___ Passage to read
I’m at work right now.
I can hear my bosses footsteps down the hallway. He’s with someone. He asks if anyone’s working in the nursery yet.
“The girl with the dog is here”
I hold my breath.
“Allyson. Her name is Allyson.”
Sigh of relief.
I have major identity issues, stemming from the time I was little and first diagnosed with complex regional pain syndrome. From the age of twelve, I became known as a diagnoses. The acronym CRPS became attached to the end of my name. Doctors knew my symptoms better than they knew my personality. They knew my favorite medicines better than they knew my favorite foods. They knew the name of my favorite hospital staff better than they knew the name of my best friend.
I became “the girl who can’t walk.” I was introduced as “Ally with chronic pain.” I was more often a patient, rather than a person. I was my own disease.
When I came back to college after learning to walk in 2015, I was able to shed that identity. My new friends didn’t have to know sick-Ally unless I told them about sick-Ally. Strangers didn’t know I had a disease, let alone any pain at all. I was finally Ally… for a bit.
Then I glued a service dog to my side. I gave myself a 70 pound visible sign that said “hey look at me!!!! Im disabled!!!”
Please don’t misunderstand. I love my girl more than anything. She saves my life daily, that’s why I have her!
But when people see her and not me – when people acknowledge her and not me and ask her name but not mine – who do I become? I’m no longer Ally. I’m the girl with the dog. I’m Malibu’s handler. I’m a second thought.
But, I’m not any of those things.
I AM Ally. I’ve been Ally this whole time, and will continue to be as long as the Good Lord let’s me. I’m content knowing that HE knows my heart and sees my every quality, good and bad, for what I’m worth. My identity is much more secure in Jesus, rather than in my dog or my former wheelchair-bound life.
So, I want to challenge you. Are you seeing people for who they are? Or are you seeing them for what they have – a disability, a child, a dog, a different appearance? Do you know them? Like, really know them? Or are you going to let them continue to be seen as “the girl with the….”?
______
___ Data section
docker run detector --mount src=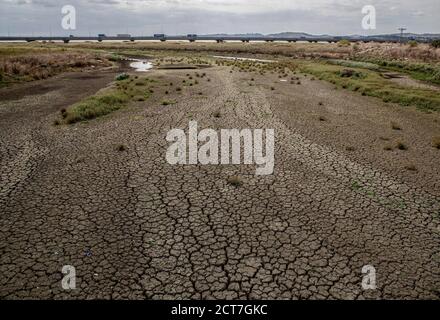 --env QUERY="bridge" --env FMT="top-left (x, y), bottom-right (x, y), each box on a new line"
top-left (0, 35), bottom-right (420, 43)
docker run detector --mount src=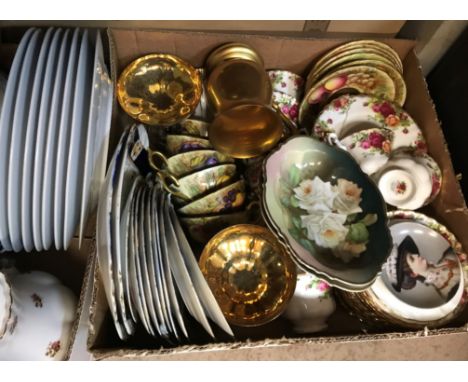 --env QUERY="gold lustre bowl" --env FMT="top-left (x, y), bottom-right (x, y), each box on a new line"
top-left (199, 224), bottom-right (296, 326)
top-left (117, 54), bottom-right (202, 126)
top-left (208, 104), bottom-right (283, 159)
______
» Exercise set
(1) The personal essay's last paragraph names what people may be seen for instead of who they are. List each of those things.
(2) Echo the passage of the personal essay that begins with the words containing "I hold my breath." and ends with "my own disease.".

» List of solutions
(1)
- a disability
- a child
- a dog
- a different appearance

(2)
I hold my breath.
“Allyson. Her name is Allyson.”
Sigh of relief.
I have major identity issues, stemming from the time I was little and first diagnosed with complex regional pain syndrome. From the age of twelve, I became known as a diagnoses. The acronym CRPS became attached to the end of my name. Doctors knew my symptoms better than they knew my personality. They knew my favorite medicines better than they knew my favorite foods. They knew the name of my favorite hospital staff better than they knew the name of my best friend.
I became “the girl who can’t walk.” I was introduced as “Ally with chronic pain.” I was more often a patient, rather than a person. I was my own disease.